Source extract
--------------------
I mean, The client can choose to use the IP from UUNet (that is his 
choice and he has the right to do so, because he is paying for it) This 
choice, affects the ISP used to get _to_ the client and it shouldn't 
determine the ISP used to get to the Server

So in this case the traffic would flow:
 From the client to the Internet through UUNet
 From the internet to the Server through Cognet

agree?

Now the problem is when the server also has PA blocks

In this case, the destiantion address selected by the client will 
determine the ISP of the server

Without shim, the server don't have many options, basically what he 
could do is to use the DNS to prioritize the Cognet addresses.
With the shim, the server can rehome any communication that is using 
UUnet addresses to Cognet and start using Cognet locators. This of 
course does not prevent the client to keep on using the UUnet 
destination addresses. In this case, the server can inform the client 
about his preferences using a shim protocol option, but even in this 
case the client can prefer other than what is expressed by S in the 
preferences. In any case, in this model, each can always choose the 
path used to send packets. I guess that in IPv4 is somehow different 
because the decision belongs to the intermediate ASes, which are to 
ones that can select which path to use (note that in this case, is not 
S who is in charge to select the incoming path neither)
--------------------
Supplied records

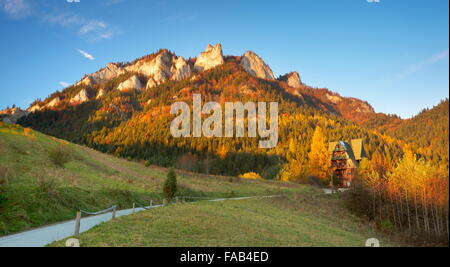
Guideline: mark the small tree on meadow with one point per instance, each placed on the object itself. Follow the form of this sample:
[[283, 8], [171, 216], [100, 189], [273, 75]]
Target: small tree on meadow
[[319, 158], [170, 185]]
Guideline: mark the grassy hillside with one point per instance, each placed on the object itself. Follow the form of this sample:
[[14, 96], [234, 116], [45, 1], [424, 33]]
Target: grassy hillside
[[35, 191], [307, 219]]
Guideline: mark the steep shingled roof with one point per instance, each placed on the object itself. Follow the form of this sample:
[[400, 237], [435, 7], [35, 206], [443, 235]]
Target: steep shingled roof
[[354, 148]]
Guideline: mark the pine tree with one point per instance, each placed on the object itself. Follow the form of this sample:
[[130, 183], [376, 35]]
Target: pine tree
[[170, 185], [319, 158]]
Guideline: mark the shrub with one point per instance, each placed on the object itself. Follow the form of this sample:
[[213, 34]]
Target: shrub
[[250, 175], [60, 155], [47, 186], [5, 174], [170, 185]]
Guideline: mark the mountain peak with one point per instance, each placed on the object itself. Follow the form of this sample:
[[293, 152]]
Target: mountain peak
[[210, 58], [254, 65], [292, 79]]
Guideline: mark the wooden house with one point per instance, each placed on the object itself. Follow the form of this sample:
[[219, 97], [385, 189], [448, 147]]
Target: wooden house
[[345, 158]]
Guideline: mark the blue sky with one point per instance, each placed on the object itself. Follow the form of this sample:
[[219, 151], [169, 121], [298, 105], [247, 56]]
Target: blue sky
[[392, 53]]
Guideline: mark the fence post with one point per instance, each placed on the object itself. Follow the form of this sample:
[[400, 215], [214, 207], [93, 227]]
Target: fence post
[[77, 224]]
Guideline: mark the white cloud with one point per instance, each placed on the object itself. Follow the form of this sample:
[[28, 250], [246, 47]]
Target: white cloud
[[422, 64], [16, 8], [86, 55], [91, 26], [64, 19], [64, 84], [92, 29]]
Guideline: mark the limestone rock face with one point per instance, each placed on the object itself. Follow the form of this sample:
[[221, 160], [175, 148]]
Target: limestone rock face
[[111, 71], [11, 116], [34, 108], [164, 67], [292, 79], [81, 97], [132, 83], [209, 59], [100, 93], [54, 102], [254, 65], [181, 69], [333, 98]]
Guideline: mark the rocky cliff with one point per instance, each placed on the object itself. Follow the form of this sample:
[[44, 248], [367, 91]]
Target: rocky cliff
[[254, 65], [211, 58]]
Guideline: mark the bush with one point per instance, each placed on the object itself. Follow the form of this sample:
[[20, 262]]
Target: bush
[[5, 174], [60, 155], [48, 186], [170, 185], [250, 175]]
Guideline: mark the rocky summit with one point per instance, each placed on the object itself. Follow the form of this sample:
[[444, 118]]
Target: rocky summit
--------------------
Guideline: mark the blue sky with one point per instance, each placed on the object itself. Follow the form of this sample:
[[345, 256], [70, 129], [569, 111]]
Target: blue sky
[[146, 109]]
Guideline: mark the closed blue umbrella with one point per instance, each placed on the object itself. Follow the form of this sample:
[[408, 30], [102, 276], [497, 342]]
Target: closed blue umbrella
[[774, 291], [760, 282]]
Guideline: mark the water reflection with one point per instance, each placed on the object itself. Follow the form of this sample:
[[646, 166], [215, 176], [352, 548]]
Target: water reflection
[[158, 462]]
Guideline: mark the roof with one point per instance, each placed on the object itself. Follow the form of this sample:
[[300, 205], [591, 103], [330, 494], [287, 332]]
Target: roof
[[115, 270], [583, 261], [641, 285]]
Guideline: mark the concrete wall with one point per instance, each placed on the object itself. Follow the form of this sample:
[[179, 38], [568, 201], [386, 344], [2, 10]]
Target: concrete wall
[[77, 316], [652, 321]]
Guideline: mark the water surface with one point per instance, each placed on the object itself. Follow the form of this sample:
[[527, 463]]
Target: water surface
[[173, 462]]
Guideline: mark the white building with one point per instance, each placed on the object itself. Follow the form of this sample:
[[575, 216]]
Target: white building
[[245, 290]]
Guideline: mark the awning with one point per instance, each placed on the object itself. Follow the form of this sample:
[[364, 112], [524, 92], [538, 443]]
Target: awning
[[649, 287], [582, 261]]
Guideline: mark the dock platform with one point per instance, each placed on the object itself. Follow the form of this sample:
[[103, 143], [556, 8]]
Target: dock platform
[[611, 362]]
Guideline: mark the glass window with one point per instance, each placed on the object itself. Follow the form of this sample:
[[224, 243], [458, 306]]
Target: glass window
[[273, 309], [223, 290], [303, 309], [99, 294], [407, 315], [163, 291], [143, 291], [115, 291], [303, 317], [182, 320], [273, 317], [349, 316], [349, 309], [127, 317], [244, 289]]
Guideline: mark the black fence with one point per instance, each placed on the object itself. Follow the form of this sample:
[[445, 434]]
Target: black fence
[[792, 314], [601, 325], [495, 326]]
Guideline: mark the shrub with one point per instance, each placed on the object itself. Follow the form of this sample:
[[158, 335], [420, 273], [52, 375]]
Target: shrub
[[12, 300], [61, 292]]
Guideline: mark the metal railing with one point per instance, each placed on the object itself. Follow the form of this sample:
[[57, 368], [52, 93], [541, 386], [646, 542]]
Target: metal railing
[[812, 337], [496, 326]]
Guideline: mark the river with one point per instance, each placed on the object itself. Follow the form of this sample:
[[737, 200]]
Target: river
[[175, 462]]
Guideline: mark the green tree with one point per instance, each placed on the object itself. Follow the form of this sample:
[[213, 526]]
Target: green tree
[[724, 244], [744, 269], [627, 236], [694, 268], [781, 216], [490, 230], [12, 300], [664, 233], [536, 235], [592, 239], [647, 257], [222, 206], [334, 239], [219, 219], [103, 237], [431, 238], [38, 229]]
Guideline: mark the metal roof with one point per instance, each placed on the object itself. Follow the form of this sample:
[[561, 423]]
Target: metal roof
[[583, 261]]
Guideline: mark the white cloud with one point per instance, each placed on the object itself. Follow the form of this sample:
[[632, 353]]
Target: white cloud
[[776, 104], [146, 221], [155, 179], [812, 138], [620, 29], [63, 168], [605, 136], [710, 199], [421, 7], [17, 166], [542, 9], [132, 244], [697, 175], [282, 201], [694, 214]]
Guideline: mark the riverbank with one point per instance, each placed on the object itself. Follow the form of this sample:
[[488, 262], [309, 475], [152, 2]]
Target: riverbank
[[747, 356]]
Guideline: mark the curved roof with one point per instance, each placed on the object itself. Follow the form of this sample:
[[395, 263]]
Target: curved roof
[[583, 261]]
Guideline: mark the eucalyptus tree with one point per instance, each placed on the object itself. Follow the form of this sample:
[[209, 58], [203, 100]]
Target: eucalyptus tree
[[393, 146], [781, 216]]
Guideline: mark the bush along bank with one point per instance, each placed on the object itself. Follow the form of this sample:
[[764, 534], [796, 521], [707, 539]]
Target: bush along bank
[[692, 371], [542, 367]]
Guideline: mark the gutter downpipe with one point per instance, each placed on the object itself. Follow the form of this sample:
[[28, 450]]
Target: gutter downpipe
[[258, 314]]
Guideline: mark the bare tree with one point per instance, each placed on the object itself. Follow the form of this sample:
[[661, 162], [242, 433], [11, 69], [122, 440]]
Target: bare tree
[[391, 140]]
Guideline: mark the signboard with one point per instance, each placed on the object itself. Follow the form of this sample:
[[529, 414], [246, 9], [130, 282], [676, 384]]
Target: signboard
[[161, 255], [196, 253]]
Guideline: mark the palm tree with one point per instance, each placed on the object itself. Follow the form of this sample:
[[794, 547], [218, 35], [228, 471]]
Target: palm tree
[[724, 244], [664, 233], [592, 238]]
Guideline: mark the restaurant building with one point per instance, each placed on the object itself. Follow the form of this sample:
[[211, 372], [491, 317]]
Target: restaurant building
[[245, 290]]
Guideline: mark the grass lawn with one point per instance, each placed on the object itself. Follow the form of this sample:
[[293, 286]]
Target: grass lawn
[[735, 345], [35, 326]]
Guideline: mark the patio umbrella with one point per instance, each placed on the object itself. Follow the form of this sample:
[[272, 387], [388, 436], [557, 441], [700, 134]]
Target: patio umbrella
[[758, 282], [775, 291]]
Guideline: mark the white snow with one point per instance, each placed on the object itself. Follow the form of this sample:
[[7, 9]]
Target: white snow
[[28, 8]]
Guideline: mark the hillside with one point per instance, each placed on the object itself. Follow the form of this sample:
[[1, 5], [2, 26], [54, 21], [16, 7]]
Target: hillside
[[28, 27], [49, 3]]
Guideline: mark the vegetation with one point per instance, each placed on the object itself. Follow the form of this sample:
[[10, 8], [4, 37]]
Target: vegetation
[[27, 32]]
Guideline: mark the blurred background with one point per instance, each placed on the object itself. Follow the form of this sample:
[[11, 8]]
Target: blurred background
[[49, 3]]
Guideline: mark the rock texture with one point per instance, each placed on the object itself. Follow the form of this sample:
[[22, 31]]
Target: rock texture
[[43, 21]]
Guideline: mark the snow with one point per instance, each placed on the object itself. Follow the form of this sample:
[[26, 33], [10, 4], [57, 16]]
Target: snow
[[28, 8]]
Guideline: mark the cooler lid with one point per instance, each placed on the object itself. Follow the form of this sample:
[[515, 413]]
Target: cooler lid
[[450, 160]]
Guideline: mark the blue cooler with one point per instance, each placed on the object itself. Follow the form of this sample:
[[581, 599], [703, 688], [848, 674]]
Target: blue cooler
--------------------
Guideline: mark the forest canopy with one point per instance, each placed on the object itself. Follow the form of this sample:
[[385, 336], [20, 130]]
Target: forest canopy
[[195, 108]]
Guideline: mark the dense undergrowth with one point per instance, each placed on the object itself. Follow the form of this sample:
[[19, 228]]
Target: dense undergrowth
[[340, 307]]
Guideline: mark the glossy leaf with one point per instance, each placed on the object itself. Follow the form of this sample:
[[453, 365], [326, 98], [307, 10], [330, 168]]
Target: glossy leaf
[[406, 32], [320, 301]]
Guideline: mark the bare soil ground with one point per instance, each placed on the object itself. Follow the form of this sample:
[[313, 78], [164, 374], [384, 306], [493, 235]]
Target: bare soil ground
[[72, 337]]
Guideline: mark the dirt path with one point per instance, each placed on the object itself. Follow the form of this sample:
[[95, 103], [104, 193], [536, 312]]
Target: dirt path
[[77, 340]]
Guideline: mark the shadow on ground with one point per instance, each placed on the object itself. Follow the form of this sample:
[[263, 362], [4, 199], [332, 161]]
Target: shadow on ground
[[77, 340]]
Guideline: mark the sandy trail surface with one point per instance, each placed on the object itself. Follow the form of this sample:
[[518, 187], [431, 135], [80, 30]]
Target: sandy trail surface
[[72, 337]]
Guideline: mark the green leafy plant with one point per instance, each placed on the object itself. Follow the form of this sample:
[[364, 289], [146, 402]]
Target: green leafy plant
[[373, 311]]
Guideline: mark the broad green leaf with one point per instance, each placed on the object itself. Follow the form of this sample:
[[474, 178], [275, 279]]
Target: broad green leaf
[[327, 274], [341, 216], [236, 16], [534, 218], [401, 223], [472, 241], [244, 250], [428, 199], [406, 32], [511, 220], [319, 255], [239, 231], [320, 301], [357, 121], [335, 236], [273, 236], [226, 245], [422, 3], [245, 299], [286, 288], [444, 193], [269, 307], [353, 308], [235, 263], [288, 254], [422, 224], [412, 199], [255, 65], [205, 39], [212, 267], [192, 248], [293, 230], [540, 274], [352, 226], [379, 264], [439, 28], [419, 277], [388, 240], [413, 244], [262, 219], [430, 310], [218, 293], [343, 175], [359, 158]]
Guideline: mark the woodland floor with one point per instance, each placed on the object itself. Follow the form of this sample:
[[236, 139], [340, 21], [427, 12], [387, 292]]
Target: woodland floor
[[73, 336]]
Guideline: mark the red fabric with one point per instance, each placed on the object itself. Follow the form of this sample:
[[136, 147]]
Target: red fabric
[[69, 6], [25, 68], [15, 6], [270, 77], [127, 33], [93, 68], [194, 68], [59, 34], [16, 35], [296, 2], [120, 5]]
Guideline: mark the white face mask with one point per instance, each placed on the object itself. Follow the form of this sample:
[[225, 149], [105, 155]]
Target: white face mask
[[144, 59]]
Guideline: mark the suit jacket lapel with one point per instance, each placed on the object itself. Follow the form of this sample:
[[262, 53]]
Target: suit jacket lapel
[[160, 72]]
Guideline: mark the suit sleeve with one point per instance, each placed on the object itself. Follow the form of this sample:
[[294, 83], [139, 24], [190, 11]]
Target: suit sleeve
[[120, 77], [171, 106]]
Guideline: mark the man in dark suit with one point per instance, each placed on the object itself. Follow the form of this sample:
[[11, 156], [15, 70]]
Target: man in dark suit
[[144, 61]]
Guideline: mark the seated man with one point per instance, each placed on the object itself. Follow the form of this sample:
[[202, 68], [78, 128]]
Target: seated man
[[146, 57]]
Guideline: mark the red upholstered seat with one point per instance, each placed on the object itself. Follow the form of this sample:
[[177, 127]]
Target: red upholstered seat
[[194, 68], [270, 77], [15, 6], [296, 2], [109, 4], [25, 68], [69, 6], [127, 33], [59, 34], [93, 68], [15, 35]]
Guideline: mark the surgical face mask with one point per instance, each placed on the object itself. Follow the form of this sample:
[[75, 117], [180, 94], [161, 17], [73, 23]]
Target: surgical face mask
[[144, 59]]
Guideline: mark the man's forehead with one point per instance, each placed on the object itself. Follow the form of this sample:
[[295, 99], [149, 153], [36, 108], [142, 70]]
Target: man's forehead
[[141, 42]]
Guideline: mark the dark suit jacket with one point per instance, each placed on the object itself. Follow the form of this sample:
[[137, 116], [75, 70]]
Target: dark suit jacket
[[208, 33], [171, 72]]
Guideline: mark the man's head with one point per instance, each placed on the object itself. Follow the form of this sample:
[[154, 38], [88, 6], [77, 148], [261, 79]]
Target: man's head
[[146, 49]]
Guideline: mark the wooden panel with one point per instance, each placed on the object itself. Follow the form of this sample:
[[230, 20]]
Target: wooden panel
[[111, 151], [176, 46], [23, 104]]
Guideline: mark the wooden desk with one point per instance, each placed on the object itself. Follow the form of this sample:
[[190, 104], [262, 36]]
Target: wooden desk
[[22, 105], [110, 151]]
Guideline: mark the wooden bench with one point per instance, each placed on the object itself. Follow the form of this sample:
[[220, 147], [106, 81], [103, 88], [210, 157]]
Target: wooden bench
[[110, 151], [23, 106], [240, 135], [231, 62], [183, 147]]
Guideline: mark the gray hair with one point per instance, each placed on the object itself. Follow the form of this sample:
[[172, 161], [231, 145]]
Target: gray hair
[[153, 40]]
--------------------
What is asked
• 1. Write out the passage on ISP selection from "Without shim, the" to "incoming path neither)".
• 2. Convert the rows in the first block, from the line with "Guideline: mark the steep" to the line with "[[210, 58], [254, 65], [292, 79]]", both included, into a numbered list with blank lines omitted.

Answers provided
• 1.
Without shim, the server don't have many options, basically what he 
could do is to use the DNS to prioritize the Cognet addresses.
With the shim, the server can rehome any communication that is using 
UUnet addresses to Cognet and start using Cognet locators. This of 
course does not prevent the client to keep on using the UUnet 
destination addresses. In this case, the server can inform the client 
about his preferences using a shim protocol option, but even in this 
case the client can prefer other than what is expressed by S in the 
preferences. In any case, in this model, each can always choose the 
path used to send packets. I guess that in IPv4 is somehow different 
because the decision belongs to the intermediate ASes, which are to 
ones that can select which path to use (note that in this case, is not 
S who is in charge to select the incoming path neither)

• 2.
1. Guideline: mark the steep shingled roof with one point per instance, each placed on the object itself. Follow the form of this sample:
2. [[400, 237], [435, 7], [35, 206], [443, 235]]
3. Target: steep shingled roof
4. [[354, 148]]
5. Guideline: mark the pine tree with one point per instance, each placed on the object itself. Follow the form of this sample:
6. [[130, 183], [376, 35]]
7. Target: pine tree
8. [[170, 185], [319, 158]]
9. Guideline: mark the shrub with one point per instance, each placed on the object itself. Follow the form of this sample:
10. [[213, 34]]
11. Target: shrub
12. [[250, 175], [60, 155], [47, 186], [5, 174], [170, 185]]
13. Guideline: mark the mountain peak with one point per instance, each placed on the object itself. Follow the form of this sample:
14. [[293, 152]]
15. Target: mountain peak
16. [[210, 58], [254, 65], [292, 79]]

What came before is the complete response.